In standard units, **all** bell-shaped curves look the same.
    - mean of 0
    - SD of 1

## The (standard) normal curve

- The bell curves we've seen look essentially the same once standardized.
- This shape is called the **standard normal curve**.

$$
\phi(z) = \frac{1}{\sqrt{2 \pi}} e^{-\frac{1}{2}z^2}
$$


## The standard normal curve

In [None]:
# define normal_curve using numpy
def normal_curve(x):
    return 1 / np.sqrt(2*np.pi) * np.exp(-x**2/2)

In [None]:
#: plot the curve
x = np.linspace(-4, 4, 1000)
y = normal_curve(x)

plt.plot(x, y, color='black')

## Heights/weights are approximately normal

In [None]:
#: plot against normal curve
plt.hist(standardized.column('Height'), label='Height', **defaults);
plt.hist(standardized.column('Weight'), label='Weight', **defaults);
plt.plot(x, y, color='black', linestyle='--', label='Normal')
plt.legend(loc='upper right')

## The normal distribution

- We think of normal curve as a "continuous histogram"
    - a.k.a., probability density
- Mean and median are zero.
- Like a histogram:
    - total area is 1
    - area between $a$ and $b$ is probability of observing value between $a$ and $b$

In [None]:
#: plot the area under the curve
[a, b] = [-2, -.5]
ix = (x >= a) & (x <= b)
plt.plot(x, y, color='black')
plt.fill_between(x[ix], y[ix])

## Calculating area under the curve

- `stats.norm.cdf(z)`: area under curve from $-\infty$ to $z$

Uses a Python module for statistics:   
`from scipy import stats`

## Discussion question

What will `stats.norm.cdf(0)` evaluate to?

- A) $0$
- B) $0.4$
- C) $0.5$
- D) $1$


## Answer

In [None]:
#: calculate area between -infinity and 0
from scipy import stats
stats.norm.cdf(0)

In [None]:
#: plot the area under the curve
[a, b] = [-np.inf, 0]
ix = (x >= a) & (x <= b)
plt.plot(x, y, color='black')
plt.fill_between(x[ix], y[ix])

## Example: area between [-1, 0]

- Strategy: 
$$(\text{area from $-\infty$ to $0$}) - (\text{area from -$\infty$ to $-1$})$$

In [None]:
#: plot the area under the curve
[a, b] = [-1, 0]
ix = (x <= b)

What to do:
1 - In the normal curve notes, what does `stats.norm.cdf(z)` compute?
2 - Resume the notes on the normal curve from the point where they stop.

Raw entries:
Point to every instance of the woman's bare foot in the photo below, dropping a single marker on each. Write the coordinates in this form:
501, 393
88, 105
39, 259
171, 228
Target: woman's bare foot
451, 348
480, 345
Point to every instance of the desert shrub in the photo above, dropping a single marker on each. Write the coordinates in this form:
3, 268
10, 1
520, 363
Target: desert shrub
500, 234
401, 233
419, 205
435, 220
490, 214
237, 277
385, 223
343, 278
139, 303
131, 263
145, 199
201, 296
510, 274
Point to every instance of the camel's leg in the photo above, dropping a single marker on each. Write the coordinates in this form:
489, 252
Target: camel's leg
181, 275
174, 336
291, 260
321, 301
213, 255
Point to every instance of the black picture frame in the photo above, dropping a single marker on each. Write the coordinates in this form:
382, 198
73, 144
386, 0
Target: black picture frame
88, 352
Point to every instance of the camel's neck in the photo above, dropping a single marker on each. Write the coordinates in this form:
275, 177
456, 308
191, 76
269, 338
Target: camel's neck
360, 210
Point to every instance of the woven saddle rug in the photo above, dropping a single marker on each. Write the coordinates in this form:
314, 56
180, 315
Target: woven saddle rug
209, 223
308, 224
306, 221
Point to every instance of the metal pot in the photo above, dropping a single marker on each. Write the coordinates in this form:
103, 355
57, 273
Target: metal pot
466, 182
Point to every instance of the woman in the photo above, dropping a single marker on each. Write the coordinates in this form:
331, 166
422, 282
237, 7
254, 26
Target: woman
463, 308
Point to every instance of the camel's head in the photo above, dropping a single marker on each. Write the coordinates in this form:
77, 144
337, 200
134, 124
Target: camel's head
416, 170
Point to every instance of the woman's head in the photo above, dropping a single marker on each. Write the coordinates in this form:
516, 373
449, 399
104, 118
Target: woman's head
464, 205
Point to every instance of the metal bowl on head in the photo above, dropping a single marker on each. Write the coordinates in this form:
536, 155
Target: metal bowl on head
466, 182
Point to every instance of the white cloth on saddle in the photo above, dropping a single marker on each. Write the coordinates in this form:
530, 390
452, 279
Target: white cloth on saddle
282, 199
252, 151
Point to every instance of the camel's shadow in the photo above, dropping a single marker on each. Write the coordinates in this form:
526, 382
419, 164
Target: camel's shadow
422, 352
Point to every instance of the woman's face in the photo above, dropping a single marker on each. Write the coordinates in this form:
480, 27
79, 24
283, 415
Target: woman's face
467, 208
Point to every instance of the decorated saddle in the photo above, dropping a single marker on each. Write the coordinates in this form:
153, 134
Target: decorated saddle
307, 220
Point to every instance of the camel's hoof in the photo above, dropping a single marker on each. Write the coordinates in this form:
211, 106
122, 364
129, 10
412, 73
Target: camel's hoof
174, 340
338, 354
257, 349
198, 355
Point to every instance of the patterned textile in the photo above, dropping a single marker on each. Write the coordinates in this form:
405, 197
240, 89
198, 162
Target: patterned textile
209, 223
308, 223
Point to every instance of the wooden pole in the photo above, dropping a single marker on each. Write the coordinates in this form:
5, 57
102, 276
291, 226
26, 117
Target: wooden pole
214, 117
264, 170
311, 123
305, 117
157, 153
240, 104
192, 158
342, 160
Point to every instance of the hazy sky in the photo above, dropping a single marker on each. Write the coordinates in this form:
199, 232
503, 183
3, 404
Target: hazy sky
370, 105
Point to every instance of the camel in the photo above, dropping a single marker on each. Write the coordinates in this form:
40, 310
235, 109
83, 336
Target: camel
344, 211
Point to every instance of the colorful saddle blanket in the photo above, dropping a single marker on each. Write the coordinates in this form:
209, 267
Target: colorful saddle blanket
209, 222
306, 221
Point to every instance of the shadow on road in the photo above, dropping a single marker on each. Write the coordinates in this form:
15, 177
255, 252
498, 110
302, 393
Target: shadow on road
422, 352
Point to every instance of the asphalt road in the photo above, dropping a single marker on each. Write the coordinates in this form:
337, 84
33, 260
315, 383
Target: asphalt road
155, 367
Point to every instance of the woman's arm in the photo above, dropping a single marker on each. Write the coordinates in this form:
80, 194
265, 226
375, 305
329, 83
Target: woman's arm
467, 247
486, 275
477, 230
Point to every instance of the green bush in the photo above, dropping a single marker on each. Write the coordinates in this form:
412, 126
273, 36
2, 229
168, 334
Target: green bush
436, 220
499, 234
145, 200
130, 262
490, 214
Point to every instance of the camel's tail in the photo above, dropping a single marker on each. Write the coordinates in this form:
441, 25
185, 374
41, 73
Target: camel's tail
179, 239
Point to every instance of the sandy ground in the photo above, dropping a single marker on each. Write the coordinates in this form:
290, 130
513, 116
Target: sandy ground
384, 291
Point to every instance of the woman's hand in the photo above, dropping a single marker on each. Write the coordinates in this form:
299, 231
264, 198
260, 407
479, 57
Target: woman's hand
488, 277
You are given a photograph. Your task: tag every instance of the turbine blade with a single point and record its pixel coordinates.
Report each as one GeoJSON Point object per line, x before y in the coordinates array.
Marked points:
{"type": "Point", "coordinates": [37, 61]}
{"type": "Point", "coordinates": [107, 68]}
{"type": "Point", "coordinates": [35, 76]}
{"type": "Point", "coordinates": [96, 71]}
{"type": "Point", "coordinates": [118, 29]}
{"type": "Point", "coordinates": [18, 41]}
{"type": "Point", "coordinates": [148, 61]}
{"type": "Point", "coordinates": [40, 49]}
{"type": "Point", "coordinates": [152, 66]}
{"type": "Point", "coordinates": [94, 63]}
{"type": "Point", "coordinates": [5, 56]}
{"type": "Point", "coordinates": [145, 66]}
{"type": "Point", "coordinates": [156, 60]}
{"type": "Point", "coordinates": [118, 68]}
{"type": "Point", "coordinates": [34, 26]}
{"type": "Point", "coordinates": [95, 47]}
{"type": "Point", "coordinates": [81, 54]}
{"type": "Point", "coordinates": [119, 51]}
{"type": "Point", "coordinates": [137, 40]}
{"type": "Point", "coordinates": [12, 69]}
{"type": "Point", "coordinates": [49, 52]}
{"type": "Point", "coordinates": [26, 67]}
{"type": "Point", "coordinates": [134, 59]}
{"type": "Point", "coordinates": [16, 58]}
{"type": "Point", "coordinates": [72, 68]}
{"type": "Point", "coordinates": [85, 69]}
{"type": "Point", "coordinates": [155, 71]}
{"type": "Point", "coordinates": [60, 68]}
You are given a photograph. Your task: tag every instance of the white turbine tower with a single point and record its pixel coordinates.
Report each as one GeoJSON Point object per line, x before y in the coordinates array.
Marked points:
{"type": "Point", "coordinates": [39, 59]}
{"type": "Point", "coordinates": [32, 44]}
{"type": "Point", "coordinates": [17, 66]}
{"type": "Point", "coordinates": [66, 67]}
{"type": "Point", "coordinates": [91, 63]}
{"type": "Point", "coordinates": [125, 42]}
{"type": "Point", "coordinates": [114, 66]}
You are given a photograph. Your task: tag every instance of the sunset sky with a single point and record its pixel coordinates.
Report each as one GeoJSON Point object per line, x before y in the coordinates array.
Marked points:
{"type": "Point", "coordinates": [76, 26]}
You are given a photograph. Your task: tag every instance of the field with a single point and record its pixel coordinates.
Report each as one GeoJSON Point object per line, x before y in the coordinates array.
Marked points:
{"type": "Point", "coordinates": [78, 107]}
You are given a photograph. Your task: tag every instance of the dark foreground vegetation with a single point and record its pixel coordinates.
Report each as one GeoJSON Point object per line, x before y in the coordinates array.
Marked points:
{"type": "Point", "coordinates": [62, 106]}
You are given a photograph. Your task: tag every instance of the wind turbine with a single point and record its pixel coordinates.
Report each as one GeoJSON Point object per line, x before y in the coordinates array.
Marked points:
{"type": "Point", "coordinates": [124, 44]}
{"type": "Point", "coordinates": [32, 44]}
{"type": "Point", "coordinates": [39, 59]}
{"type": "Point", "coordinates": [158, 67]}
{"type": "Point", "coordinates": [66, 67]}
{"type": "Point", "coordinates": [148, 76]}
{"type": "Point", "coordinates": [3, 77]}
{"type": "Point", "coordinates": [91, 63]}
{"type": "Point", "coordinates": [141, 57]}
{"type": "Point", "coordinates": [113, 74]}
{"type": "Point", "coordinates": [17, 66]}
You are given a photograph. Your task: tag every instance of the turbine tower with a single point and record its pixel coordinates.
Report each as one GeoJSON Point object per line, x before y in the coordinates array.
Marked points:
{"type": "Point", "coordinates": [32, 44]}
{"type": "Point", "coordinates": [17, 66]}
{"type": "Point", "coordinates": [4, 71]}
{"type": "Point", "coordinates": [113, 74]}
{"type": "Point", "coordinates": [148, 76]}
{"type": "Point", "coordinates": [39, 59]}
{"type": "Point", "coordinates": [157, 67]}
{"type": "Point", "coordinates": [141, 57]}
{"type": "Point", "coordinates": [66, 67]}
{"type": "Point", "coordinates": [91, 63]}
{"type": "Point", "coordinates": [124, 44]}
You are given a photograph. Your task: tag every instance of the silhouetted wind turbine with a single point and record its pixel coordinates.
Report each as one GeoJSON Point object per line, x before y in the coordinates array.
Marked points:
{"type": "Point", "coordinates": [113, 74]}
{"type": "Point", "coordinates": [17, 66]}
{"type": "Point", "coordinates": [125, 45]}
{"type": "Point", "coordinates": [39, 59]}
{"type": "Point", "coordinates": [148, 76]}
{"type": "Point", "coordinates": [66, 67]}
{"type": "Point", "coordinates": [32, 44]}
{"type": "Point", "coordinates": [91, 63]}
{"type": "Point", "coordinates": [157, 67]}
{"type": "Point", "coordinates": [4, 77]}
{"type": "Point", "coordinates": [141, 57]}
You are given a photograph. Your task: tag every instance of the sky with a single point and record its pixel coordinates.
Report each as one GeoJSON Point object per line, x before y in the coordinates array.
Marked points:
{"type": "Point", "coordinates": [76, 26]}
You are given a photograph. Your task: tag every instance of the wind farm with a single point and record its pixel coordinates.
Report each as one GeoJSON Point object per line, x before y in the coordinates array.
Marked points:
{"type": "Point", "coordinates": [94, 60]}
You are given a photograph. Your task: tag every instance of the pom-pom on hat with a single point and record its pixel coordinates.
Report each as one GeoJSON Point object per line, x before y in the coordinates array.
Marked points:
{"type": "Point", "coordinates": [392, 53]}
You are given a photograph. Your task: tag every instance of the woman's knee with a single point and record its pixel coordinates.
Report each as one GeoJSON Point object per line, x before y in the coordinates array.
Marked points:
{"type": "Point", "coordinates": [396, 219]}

Task results:
1 - The area under the curve from negative infinity to z.

2 -
ix_out = (x <= a)
plt.plot(x, y, color='black')
plt.fill_between(x[ix], y[ix], hatch='-')
plt.fill_between(x[ix_out], y[ix_out], hatch='|', alpha=.5)

## In general...

- Area within $[a,b]$ is ``stats.norm.cdf(b) - stats.norm.cdf(a)``

## Within 1 SD of the mean

In [None]:
#: plot the area under the curve
[a, b] = [-1, 1]
ix = (x >= a) & (x <= b)
plt.plot(x, y, color='black')
plt.fill_between(x[ix], y[ix])

In [None]:
stats.norm.cdf(1) - stats.norm.cdf(-1)

In [None]:
height_and_weight.where(
    'Height', are.not_below(mean_height - 1*height_sd)
).where(
    'Height', are.not_above(mean_height + 1*height_sd)
).num_rows/height_and_weight.num_rows

In [None]:
height_and_weight.where(
    'Weight', are.not_below(mean_weight - 1*weight_sd)
).where(
    'Weight', are.not_above(mean_weight + 1*weight_sd)
).num_rows/height_and_weight.num_rows

## Within 2 SDs of the mean

In [None]:
#: plot the area under the curve
[a, b] = [-2, 2]
ix = (x >= a) & (x <= b)
plt.plot(x, y, color='black')
plt.fill_between(x[ix], y[ix])

In [None]:
stats.norm.cdf(2) - stats.norm.cdf(-2)

In [None]:
height_and_weight.where(
    'Height', are.not_below(mean_height - 2*height_sd)
).where(
    'Height', are.not_above(mean_height + 2*height_sd)
).num_rows/height_and_weight.num_rows

In [None]:
height_and_weight.where(
    'Weight', are.not_below(mean_weight - 2*weight_sd)
).where(
    'Weight', are.not_above(mean_weight + 2*weight_sd)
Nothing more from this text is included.